GIVEN PASSAGE:
* BEGIN *

= Listed buildings in Willaston, Cheshire West =

Willaston is a village in the unitary authority of Cheshire West and Chester, England. In and around the village are 16 buildings that are recorded in the National Heritage List for England as designated listed buildings. Of these, one is listed at Grade II*, the middle grade, and the others are at Grade II. Most of the listed buildings are houses, or farms with associated structures; the other buildings include the village church, a former windmill converted for domestic use, a war memorial, and a former railway station used as a visitor centre.

* END *

(Segmentation labeling listing)
* BEGIN *

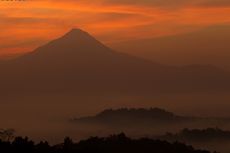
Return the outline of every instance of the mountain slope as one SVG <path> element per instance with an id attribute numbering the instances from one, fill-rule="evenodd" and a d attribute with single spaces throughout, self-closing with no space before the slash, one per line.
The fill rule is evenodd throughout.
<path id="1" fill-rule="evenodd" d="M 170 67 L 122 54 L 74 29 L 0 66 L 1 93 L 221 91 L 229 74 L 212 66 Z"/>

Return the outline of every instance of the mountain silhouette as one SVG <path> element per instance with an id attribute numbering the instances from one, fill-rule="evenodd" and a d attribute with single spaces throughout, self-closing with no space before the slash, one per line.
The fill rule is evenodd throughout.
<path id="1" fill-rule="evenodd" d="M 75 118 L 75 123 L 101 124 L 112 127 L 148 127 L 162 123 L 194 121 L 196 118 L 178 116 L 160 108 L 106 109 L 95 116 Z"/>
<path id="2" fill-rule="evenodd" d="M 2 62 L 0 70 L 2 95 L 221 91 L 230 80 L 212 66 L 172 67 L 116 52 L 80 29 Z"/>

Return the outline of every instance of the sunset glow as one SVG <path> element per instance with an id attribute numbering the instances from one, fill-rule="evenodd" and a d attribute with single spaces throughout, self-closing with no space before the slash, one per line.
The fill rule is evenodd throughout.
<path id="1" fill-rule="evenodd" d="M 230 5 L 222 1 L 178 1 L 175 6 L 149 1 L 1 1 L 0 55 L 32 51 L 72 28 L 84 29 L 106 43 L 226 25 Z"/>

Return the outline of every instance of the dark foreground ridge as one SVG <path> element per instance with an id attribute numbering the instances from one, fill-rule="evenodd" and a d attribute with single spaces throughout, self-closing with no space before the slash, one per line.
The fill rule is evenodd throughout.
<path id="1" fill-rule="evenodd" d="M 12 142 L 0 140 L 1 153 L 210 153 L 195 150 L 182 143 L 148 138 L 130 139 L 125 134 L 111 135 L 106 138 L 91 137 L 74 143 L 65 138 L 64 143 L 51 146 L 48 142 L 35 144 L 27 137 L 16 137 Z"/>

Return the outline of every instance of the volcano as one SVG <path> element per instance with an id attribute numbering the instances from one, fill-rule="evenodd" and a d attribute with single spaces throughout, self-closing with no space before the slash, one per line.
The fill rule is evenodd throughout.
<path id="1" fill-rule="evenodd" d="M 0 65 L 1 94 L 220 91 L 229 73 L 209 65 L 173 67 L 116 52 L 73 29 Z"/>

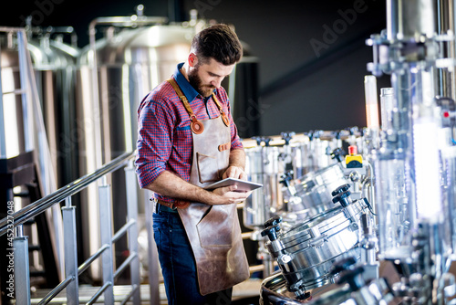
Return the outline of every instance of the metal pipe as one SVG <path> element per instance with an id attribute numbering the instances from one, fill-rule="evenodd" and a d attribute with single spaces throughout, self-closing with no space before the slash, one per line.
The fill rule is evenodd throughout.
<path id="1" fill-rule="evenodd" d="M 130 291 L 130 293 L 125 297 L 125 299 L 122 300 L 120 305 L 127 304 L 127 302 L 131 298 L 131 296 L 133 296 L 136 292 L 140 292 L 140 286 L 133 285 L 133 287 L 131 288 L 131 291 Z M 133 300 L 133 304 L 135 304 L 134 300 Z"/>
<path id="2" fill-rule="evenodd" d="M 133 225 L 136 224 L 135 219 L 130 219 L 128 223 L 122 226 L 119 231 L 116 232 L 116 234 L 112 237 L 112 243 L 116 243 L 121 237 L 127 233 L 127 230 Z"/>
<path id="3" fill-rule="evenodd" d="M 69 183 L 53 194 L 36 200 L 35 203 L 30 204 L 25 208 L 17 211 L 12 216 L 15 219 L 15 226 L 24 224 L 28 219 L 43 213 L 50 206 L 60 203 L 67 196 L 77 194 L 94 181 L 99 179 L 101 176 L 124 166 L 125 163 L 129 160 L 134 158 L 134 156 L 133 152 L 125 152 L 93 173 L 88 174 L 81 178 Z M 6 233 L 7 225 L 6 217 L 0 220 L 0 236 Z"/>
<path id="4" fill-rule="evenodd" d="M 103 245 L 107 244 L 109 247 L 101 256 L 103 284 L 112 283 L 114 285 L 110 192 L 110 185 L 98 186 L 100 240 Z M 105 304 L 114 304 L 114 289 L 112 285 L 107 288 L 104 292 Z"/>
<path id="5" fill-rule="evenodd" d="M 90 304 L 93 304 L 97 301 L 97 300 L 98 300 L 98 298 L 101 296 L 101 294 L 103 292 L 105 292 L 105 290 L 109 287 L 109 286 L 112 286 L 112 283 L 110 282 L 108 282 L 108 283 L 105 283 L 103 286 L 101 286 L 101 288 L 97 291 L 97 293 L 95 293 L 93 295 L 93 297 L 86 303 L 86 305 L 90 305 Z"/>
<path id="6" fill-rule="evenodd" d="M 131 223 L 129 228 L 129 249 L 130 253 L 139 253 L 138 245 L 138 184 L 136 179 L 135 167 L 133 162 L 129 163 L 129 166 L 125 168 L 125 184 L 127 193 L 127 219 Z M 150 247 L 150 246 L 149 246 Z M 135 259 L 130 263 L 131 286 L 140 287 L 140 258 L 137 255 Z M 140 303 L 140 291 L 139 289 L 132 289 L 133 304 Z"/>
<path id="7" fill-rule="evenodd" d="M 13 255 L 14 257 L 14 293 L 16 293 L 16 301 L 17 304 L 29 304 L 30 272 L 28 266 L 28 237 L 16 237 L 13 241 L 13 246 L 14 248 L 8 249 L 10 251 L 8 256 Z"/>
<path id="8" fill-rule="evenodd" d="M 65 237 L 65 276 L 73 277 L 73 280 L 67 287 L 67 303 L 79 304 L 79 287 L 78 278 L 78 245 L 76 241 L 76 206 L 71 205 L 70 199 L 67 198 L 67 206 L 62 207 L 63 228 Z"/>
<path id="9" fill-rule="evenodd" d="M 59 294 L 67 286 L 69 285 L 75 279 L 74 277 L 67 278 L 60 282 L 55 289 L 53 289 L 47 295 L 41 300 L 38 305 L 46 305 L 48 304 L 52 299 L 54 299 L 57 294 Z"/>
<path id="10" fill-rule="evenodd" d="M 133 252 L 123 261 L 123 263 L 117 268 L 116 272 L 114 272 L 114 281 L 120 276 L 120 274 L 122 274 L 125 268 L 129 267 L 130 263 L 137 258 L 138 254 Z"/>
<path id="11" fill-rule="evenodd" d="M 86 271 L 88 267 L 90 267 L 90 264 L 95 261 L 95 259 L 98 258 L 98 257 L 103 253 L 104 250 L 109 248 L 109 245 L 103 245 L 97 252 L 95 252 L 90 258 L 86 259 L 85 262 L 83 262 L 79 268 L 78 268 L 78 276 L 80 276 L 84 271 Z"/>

* END *

STATED TASK:
Reproduce in full, word for word, the passage on listed buildings in Willaston.

TASK SOLUTION:
= Listed buildings in Willaston, Cheshire West =

Willaston is a village in the unitary authority of Cheshire West and Chester, England. In and around the village are 16 buildings that are recorded in the National Heritage List for England as designated listed buildings. Of these, one is listed at Grade II*, the middle grade, and the others are at Grade II. Most of the listed buildings are houses, or farms with associated structures; the other buildings include the village church, a former windmill converted for domestic use, a war memorial, and a former railway station used as a visitor centre.